■ PROMPT: Take the data below. Output it exactly from its first line through the line containing "If you could mark the red cast".
*** Opening of INFORMATION GIVEN ***
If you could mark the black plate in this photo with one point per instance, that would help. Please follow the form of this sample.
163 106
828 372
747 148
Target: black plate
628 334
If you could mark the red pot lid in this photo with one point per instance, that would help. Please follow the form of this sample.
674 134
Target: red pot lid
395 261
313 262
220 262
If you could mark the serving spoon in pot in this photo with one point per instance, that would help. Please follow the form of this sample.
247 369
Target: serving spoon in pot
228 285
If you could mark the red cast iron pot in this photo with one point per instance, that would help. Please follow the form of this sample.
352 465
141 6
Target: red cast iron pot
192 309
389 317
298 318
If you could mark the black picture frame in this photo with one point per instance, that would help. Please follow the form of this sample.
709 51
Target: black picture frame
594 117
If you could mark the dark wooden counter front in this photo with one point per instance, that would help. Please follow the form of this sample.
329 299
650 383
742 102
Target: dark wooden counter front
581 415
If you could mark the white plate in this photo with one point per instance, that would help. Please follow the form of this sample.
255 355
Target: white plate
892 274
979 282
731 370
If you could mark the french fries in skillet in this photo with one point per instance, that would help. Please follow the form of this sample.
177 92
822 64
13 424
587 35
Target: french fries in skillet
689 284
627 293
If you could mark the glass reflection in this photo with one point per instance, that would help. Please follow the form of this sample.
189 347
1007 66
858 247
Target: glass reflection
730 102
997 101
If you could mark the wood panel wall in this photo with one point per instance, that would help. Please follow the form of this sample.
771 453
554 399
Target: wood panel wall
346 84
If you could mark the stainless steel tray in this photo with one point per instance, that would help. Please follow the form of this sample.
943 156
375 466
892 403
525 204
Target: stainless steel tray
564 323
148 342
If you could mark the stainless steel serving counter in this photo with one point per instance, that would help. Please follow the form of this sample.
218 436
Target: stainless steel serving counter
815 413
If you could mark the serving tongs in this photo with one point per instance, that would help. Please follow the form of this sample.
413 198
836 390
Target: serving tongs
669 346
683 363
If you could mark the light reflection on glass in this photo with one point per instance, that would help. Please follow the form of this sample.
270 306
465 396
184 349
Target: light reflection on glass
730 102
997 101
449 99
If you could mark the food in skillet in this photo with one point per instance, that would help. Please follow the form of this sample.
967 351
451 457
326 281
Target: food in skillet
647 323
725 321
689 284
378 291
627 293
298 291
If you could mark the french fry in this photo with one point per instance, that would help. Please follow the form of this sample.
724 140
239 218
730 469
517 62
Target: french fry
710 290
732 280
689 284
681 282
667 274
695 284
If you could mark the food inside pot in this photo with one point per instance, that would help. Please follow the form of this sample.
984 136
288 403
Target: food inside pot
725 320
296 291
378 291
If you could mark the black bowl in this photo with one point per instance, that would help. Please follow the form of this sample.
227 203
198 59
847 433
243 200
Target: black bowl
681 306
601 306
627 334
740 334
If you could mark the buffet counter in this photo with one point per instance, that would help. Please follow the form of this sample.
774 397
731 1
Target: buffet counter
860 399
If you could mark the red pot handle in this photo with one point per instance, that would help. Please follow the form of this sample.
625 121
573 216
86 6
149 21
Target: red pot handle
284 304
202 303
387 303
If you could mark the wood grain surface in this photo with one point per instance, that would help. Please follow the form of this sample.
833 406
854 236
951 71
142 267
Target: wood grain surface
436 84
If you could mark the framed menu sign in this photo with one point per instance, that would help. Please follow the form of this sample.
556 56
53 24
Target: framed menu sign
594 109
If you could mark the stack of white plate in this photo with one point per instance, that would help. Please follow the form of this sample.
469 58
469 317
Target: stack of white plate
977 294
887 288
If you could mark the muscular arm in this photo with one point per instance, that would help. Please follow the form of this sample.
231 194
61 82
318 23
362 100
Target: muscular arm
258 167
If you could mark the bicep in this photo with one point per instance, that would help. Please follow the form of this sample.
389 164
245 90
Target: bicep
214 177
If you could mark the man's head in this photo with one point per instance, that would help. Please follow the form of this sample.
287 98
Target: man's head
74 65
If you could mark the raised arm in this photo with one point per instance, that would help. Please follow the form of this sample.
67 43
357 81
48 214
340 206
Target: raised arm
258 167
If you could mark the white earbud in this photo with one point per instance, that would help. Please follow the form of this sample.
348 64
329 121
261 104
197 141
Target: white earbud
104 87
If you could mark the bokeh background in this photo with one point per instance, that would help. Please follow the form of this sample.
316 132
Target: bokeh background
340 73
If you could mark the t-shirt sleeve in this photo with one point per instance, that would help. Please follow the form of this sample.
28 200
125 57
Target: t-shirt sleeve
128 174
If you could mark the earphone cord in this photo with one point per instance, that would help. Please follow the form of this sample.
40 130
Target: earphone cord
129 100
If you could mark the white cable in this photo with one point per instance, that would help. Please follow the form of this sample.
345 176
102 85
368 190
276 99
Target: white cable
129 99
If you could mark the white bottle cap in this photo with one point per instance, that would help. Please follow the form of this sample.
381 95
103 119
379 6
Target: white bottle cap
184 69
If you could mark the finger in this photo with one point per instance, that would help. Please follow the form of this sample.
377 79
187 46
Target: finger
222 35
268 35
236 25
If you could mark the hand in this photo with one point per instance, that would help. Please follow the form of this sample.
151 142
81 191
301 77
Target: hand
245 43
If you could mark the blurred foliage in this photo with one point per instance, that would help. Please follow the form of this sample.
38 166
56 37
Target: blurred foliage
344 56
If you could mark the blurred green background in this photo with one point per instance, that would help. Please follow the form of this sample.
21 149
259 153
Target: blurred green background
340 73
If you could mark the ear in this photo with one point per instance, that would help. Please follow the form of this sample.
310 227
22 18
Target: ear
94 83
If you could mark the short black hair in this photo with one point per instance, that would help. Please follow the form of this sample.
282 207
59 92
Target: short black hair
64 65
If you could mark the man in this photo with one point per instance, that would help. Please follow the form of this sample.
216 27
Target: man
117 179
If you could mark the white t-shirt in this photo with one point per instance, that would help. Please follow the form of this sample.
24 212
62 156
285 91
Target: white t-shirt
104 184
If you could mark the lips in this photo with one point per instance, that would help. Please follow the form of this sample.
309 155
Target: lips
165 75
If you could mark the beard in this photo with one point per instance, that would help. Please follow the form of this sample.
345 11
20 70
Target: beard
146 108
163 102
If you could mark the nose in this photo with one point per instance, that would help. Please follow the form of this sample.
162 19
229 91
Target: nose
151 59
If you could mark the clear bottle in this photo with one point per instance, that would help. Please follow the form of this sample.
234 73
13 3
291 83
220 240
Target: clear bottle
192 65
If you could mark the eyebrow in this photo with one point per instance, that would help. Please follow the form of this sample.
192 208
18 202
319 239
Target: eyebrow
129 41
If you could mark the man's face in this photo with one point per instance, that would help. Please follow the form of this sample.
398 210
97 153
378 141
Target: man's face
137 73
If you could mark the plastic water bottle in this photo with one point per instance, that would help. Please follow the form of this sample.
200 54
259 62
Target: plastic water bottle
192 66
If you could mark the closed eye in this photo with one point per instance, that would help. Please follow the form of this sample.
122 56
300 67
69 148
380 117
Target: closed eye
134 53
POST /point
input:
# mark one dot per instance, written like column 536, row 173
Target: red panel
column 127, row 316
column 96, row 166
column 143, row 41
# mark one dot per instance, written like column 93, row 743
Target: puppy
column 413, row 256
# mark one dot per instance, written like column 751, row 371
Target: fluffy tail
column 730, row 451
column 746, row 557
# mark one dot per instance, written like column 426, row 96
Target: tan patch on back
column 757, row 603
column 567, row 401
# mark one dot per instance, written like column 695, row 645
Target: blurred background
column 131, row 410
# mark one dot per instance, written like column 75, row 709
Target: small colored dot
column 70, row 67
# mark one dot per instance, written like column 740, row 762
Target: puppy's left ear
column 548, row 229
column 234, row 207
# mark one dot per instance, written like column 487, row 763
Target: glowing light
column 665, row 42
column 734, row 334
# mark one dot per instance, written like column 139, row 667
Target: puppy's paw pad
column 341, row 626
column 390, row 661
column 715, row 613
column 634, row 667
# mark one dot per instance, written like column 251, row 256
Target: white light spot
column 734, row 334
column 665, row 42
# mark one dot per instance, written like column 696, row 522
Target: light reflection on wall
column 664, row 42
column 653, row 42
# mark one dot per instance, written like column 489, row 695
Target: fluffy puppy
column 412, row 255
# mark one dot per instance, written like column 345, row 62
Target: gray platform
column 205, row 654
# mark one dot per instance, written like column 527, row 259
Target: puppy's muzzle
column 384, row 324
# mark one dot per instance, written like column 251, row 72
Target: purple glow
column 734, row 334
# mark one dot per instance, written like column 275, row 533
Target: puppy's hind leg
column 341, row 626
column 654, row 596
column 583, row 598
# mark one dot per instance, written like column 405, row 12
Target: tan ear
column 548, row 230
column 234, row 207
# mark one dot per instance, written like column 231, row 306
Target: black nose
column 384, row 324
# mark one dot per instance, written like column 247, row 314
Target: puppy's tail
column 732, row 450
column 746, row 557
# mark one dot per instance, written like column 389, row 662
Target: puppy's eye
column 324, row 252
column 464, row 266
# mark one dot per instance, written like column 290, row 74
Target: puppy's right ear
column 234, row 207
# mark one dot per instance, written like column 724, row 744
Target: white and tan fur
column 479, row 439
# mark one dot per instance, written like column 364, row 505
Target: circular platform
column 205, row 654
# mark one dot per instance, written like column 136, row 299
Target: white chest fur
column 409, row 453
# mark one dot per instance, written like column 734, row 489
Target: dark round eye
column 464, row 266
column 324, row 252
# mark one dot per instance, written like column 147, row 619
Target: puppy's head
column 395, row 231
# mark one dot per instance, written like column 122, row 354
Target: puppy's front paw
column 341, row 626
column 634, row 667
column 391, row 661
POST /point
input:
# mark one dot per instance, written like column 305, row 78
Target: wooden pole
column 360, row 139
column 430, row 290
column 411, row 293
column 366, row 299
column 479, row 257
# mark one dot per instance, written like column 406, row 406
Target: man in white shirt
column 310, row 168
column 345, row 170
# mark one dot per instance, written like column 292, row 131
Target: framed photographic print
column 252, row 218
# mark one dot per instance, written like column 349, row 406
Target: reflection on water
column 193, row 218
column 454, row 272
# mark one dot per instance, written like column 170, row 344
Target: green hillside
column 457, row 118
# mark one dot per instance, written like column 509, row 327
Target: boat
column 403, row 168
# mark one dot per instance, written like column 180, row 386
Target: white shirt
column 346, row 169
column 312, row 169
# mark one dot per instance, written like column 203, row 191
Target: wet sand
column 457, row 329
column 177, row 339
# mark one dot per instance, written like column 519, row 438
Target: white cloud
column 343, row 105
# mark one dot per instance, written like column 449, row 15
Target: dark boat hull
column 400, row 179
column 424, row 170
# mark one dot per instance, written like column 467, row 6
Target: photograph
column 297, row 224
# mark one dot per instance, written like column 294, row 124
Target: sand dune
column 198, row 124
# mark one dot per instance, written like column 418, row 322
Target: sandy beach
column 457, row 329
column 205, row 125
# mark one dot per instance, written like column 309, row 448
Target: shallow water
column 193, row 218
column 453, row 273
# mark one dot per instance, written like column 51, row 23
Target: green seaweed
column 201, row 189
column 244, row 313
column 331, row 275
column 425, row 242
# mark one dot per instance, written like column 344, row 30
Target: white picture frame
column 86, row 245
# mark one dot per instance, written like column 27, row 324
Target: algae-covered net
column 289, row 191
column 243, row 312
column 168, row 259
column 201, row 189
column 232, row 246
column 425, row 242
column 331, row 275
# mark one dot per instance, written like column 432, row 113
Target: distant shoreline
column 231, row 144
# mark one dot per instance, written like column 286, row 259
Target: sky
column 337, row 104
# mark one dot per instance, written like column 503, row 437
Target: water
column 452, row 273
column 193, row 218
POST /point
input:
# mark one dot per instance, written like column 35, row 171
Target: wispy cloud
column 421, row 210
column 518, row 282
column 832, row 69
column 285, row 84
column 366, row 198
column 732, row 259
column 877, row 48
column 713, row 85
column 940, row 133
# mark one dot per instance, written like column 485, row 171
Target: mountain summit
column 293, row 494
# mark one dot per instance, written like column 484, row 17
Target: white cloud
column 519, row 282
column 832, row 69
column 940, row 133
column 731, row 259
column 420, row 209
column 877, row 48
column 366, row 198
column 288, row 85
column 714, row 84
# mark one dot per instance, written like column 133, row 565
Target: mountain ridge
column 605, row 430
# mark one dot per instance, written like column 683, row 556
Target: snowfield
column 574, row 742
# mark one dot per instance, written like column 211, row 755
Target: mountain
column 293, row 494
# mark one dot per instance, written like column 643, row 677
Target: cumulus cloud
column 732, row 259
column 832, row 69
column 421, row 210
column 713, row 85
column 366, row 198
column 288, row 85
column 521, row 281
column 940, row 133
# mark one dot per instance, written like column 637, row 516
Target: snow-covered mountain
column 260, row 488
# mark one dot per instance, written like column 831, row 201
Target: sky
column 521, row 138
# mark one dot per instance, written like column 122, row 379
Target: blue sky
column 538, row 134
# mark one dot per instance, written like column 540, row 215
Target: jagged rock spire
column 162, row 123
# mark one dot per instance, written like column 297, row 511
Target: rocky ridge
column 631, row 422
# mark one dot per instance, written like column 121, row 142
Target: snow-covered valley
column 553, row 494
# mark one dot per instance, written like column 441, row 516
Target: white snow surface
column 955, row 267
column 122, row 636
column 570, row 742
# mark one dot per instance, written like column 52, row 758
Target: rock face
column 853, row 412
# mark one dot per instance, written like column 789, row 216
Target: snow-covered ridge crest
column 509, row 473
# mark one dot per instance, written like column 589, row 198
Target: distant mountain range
*** Close of INFORMATION GIVEN ***
■ THE COMPLETED TASK:
If you could mark the black plate in this photo with one point per instance, that would help. Please follow the form of this sample.
163 106
828 372
747 148
Target: black plate
628 334
If you could mark the red pot lid in this photo with one point per instance, that would help. Please follow the form of this sample.
674 134
Target: red pot lid
395 261
313 262
220 262
If you could mark the serving spoon in pot in this photo with one point per instance, that would help. Please follow the form of this sample.
247 369
Target: serving spoon in pot
228 285
If you could mark the red cast iron pot in this photo with one point per instance, that would help. Please follow the form of this sample.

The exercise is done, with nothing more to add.